▶

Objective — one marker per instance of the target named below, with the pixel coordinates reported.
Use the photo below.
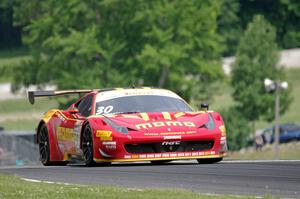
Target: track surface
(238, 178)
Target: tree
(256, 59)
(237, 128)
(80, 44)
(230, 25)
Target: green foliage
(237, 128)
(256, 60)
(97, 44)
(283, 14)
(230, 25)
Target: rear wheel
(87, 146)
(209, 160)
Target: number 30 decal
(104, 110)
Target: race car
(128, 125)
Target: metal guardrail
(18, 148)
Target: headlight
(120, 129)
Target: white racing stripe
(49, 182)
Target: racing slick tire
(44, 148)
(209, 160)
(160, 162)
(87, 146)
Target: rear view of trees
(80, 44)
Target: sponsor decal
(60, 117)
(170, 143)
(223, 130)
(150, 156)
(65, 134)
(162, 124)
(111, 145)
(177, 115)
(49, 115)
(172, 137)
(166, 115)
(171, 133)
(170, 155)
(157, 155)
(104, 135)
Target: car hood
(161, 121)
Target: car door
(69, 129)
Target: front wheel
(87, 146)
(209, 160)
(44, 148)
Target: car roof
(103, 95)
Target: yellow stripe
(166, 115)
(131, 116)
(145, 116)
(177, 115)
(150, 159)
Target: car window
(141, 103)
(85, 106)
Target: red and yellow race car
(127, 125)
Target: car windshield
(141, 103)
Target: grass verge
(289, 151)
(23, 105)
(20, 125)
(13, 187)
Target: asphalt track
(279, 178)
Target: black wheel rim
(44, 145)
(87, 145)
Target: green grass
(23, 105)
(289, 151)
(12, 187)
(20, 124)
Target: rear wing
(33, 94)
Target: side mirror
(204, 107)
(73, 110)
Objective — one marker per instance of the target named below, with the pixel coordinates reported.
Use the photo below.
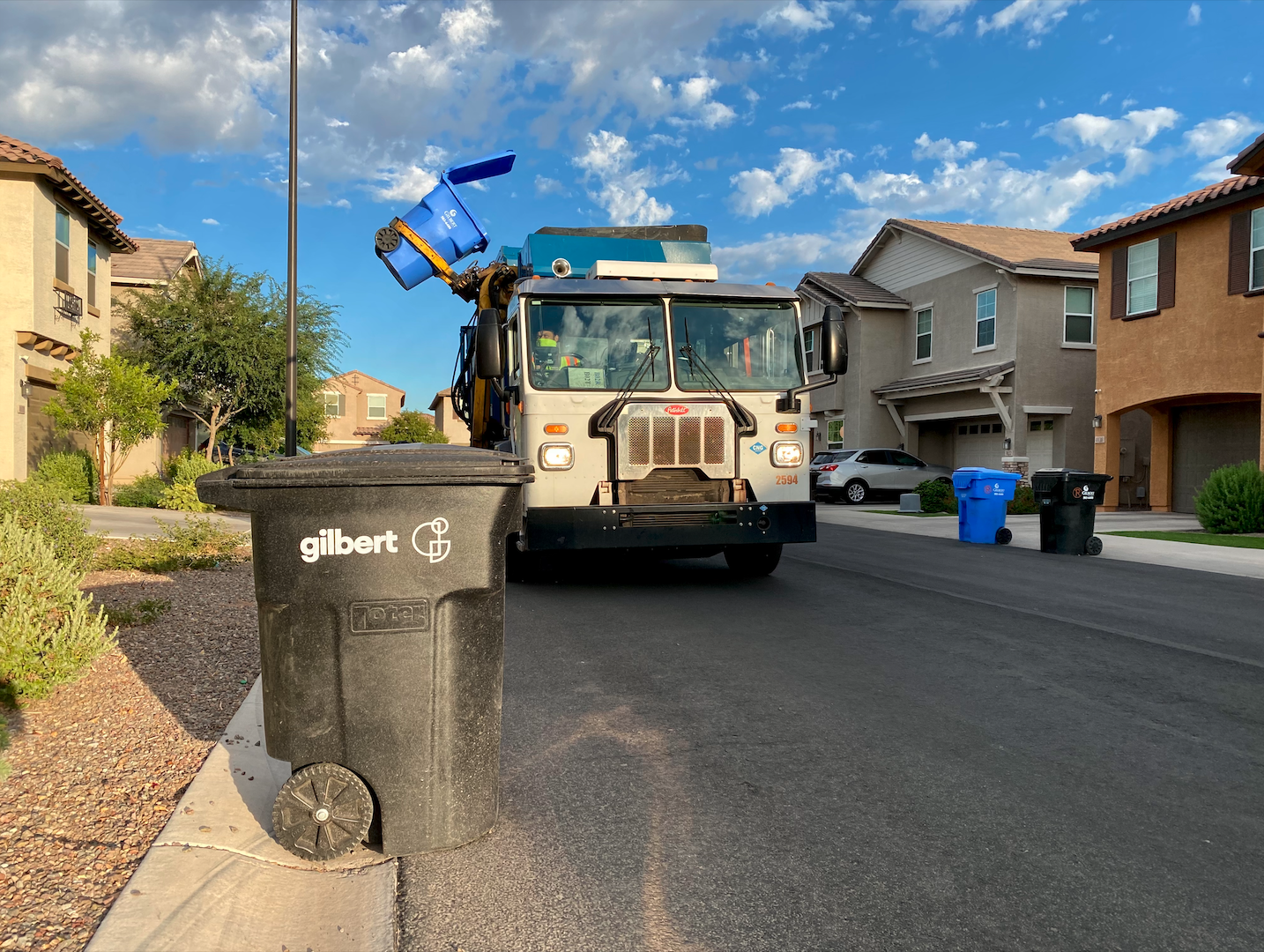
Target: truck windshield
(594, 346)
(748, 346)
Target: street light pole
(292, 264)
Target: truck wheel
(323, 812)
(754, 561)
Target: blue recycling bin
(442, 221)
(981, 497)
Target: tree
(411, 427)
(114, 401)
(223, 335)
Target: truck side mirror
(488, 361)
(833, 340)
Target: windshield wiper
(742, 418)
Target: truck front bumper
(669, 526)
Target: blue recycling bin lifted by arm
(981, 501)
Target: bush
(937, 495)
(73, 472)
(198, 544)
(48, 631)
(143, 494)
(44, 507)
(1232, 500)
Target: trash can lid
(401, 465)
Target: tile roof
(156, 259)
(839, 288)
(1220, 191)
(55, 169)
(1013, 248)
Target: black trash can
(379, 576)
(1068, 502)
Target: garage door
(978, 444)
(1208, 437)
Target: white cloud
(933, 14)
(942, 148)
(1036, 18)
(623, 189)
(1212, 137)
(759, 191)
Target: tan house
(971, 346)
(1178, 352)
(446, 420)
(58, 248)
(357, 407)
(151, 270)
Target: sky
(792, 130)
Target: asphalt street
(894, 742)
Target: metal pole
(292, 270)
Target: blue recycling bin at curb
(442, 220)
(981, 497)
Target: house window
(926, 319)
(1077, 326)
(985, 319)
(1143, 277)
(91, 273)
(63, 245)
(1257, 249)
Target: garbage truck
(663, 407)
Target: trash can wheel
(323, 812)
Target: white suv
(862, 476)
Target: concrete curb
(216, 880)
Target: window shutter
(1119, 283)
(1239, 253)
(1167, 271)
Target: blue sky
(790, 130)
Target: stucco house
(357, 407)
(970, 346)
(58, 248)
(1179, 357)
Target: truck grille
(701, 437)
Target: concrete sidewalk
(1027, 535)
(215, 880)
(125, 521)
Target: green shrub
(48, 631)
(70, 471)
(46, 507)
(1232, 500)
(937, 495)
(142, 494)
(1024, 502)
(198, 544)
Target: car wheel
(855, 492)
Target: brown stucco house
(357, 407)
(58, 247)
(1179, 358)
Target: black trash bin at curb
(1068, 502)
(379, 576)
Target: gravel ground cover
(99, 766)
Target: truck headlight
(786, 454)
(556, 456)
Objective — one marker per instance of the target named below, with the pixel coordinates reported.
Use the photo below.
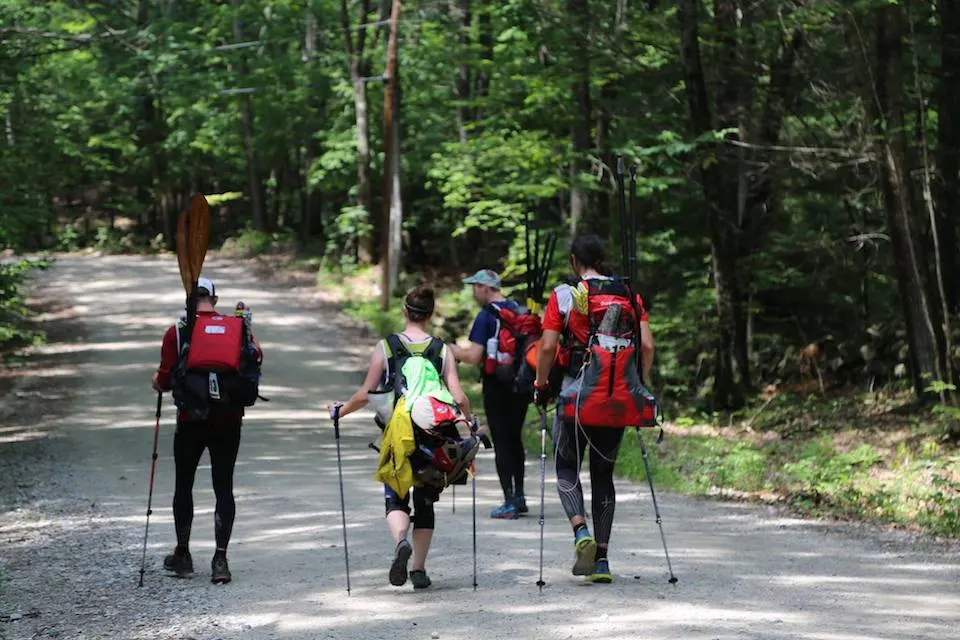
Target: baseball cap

◀

◆ **ABOUT THIS TASK**
Beginning with the line that holds "Target: gravel ground cover" and ending with the last line of the material above, extract every line exactly, pictures excluded.

◆ **EXERCISE OUTPUT**
Target: gravel ground cover
(99, 766)
Target: truck headlight
(786, 454)
(556, 456)
Objective — one marker per instance of the target named below, with the pixel coordinates reported.
Use the photo below.
Target: baseball cap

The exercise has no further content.